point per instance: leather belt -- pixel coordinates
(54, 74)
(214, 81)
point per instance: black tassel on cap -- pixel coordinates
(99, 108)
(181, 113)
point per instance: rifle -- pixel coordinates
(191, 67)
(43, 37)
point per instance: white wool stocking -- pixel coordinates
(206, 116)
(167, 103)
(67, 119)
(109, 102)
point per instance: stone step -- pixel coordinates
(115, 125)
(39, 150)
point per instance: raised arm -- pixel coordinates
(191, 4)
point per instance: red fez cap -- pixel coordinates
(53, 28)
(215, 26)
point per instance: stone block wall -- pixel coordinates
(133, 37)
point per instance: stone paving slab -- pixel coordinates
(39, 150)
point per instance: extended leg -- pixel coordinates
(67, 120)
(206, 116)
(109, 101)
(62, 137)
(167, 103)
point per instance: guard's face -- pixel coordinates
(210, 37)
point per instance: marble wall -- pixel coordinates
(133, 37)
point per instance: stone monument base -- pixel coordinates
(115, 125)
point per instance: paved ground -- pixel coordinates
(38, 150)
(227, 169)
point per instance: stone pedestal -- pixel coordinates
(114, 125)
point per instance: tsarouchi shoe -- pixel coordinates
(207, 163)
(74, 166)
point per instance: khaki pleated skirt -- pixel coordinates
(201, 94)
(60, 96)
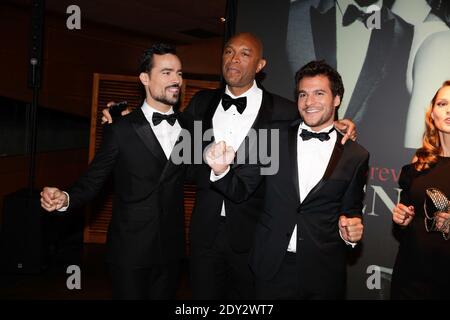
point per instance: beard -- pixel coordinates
(168, 98)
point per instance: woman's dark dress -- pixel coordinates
(422, 267)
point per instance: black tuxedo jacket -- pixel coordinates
(320, 249)
(240, 217)
(380, 98)
(147, 225)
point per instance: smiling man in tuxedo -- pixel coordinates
(222, 231)
(312, 207)
(146, 234)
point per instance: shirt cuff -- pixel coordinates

**Set task:**
Reproduce the entire listing above verbatim, line by line, and omit the pictures.

**Completed task:**
point per instance: leather belt -- pixel coordinates
(54, 74)
(214, 81)
point per instance: black tassel on cap -- pixel coordinates
(99, 108)
(181, 113)
point per instance: rifle -- pixel coordinates
(191, 67)
(43, 37)
point per instance: white wool stocking -- pixel coordinates
(206, 116)
(167, 103)
(67, 119)
(109, 102)
point per instance: stone step -- pixel coordinates
(115, 125)
(39, 150)
point per instance: raised arm -- pixel coordinates
(191, 4)
point per instance: red fez cap -- pixel coordinates
(53, 28)
(215, 26)
point per instance: stone block wall -- pixel coordinates
(133, 37)
point per instance: stone paving slab -- pixel coordinates
(39, 150)
point per instance: extended leg -- pixel coordinates
(67, 120)
(206, 116)
(109, 101)
(62, 137)
(167, 103)
point per instance: guard's face -- pixel coordinates
(210, 37)
point per instance: marble wall -- pixel coordinates
(133, 37)
point per instance: stone monument base -- pixel coordinates
(115, 125)
point per instance: paved ground -- pixel coordinates
(38, 150)
(227, 169)
point per instance: stone pedestal -- pixel coordinates
(114, 125)
point per instance: tsarouchi shoe -- pixel coordinates
(207, 163)
(74, 166)
point per instance: khaki pleated skirt -- pixel coordinates
(201, 94)
(60, 96)
point per instance: beard -- pixel coordinates
(168, 98)
point per instance: woman's dark dress -- pixel coordinates
(422, 267)
point per instance: black tuxedo jacket -- pixel coordinates
(320, 249)
(240, 217)
(380, 98)
(147, 225)
point per instance: smiling man in tuxedo -- pixel coordinates
(222, 231)
(312, 207)
(146, 234)
point per instance: shirt cuff -- pixel coordinates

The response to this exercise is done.